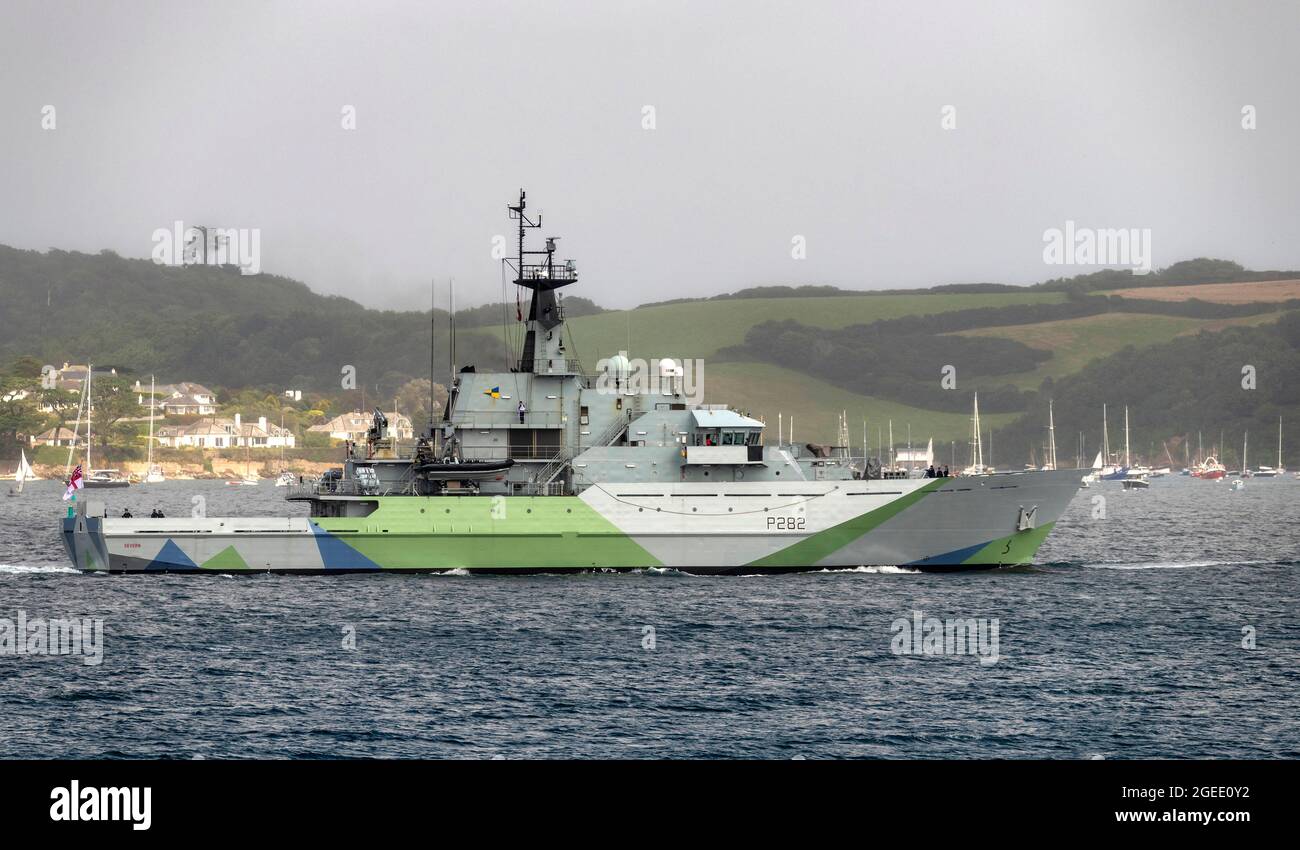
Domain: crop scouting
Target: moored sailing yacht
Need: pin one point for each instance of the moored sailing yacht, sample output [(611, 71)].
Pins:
[(1272, 472), (549, 468), (154, 472), (22, 475), (98, 478)]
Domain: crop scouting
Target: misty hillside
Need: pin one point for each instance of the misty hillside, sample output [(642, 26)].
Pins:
[(796, 351)]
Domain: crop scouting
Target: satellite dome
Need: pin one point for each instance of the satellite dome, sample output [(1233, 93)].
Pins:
[(618, 367), (670, 368)]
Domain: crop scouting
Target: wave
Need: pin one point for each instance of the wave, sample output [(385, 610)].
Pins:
[(1190, 564), (876, 571), (26, 569)]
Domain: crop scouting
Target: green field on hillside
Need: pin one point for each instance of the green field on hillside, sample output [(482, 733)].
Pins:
[(765, 390), (1075, 342), (698, 329)]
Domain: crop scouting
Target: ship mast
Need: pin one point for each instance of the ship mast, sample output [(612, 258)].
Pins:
[(541, 345)]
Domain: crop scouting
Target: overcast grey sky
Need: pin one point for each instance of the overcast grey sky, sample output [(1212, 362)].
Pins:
[(771, 120)]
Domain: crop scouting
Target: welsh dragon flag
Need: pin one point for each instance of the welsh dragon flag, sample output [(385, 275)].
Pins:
[(74, 484)]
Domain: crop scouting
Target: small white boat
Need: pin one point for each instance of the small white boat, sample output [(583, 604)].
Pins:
[(22, 475)]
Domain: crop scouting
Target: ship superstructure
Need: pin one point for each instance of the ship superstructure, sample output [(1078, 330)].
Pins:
[(546, 467)]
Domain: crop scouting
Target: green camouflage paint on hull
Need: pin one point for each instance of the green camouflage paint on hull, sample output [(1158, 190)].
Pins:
[(930, 524)]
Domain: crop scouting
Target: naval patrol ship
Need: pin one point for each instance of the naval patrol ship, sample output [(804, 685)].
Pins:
[(549, 468)]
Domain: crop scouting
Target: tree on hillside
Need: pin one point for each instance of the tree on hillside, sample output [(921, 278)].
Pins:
[(112, 400), (20, 415)]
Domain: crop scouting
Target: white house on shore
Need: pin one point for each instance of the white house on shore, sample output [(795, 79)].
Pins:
[(355, 425), (180, 399), (226, 433)]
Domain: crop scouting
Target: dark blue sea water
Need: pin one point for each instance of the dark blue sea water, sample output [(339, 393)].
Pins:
[(1125, 642)]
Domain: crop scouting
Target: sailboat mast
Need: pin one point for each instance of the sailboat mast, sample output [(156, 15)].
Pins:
[(151, 428), (1051, 434), (1105, 437), (72, 446), (1126, 437), (90, 408)]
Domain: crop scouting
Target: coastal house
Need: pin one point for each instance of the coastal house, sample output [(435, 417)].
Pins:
[(226, 433), (355, 424), (181, 399)]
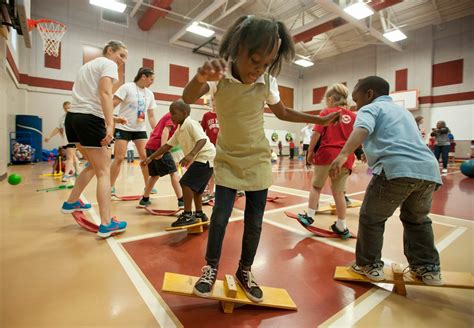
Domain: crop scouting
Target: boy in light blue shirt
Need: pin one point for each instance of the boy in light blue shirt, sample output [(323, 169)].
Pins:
[(406, 174)]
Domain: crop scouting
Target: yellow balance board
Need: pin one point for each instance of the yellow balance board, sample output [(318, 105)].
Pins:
[(183, 285), (332, 207), (192, 228), (451, 279)]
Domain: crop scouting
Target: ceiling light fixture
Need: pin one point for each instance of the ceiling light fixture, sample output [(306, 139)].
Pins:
[(304, 62), (359, 10), (200, 30), (395, 35), (109, 4)]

....

**INSTRUCTIONS FOR THE TASK**
Copy all of the rows above without changing a single character. Leave the pictures out.

**PROBLEM SOLUTION**
Domain: crop scouting
Target: moored sailing yacht
Need: pin one point for each instance of the moored sailing yacht, sample output [(611, 71)].
Pins:
[(1272, 472), (549, 468), (154, 472), (22, 475), (98, 478)]
Domain: crop scouting
Target: misty hillside
Need: pin one point for each instance of the misty hillside, sample output [(642, 26)].
Pins:
[(796, 351)]
Domain: crop scouting
Target: satellite dome
Need: pin one point for each instance of the satellite dome, sample output [(1233, 93)].
Pins:
[(618, 367), (670, 368)]
Domain: crop scouting
Target: wave
Need: pin one point for each instance of the wave, sample output [(385, 610)].
Pins:
[(1190, 564), (876, 571), (26, 569)]
Domain: crop scouting
Target: green field on hillside
Need: pin one point for each instance of the green field on hillside, sample output [(482, 733)].
Pins:
[(765, 390), (1075, 342), (698, 329)]
Domain: crop scouting
Target: ship mast
Need: pin one point for each instance of the ship mast, sample output [(612, 258)].
Pins:
[(541, 345)]
Domain: crop scouting
Target: overcast grey sky
Need: pin one point for each instance of the overcast grey sky, sample output [(1212, 362)].
Pins:
[(771, 120)]
Domain: crop scouting
Target: welsh dragon flag
Need: pin one point for each instance of the welsh dragon flag, sample output [(385, 275)].
Pins:
[(74, 484)]
Domain: crop scouting
Target: small white boat
Need: pin one point for each instance of the small white boat, sample output [(583, 604)].
Pins:
[(22, 475)]
Domain: crop scouting
Target: ship superstructure
Need: pin one point for each instance of the ship superstructure, sample output [(1078, 330)].
Pins:
[(546, 467)]
Domain: crop scouting
Target: green camouflage paint on hull
Need: pin one point for each instance of the green camouflage paint on hull, sample output [(1158, 190)].
Pins:
[(930, 524)]
Domain: crop scouting
Target: naval patrol ship
Need: pin one point for each instance of the naval patrol ship, sample output [(804, 685)].
Pins:
[(549, 468)]
Domain: crop scouting
Target: tree on hillside
Need: pin one point for each instance of the tree on hillside, sample output [(921, 278)].
Pins:
[(112, 400), (20, 415)]
Domain: crop scouting
Target: white house on shore
Need: pin one point for each instance of the white house on shore, sample output [(795, 79)].
Pins:
[(355, 425), (180, 399), (226, 433)]
Domain: crop scouting
Target: dark blue sea water
Need: pin one point for each instance of the dark blue sea water, sample output [(339, 393)].
Pins:
[(1125, 642)]
Domain: crop scouting
Target: sailboat mast
Need: pin one point for each instance of the sailboat mast, sample output [(156, 15)].
Pins:
[(151, 428), (1051, 434), (1105, 437), (72, 446), (1126, 437), (90, 408)]
Domain: crop scouting
Target: coastal house
Need: pin one point for each instance of the coastal house, sample output [(435, 417)].
Pins:
[(226, 433), (355, 424), (181, 399)]
Domain: crop scouting
Target: boy in light blue shirt
Need: pin one point for each instance of the boy in light blue shirt, sample output [(323, 169)].
Pins:
[(406, 174)]
Domain: crop scouting
Target: yellow balance board
Need: pin one point for each instance of the yellow balance board, sample output [(318, 105)].
Pins:
[(183, 285), (332, 207), (192, 228), (451, 279)]
Domain: crop scouting
Target: ceiling light fixture
Need: pin one point for each instance of the ceiling light fixture, sample output [(306, 139)].
Pins:
[(304, 62), (359, 10), (200, 30), (395, 35), (109, 4)]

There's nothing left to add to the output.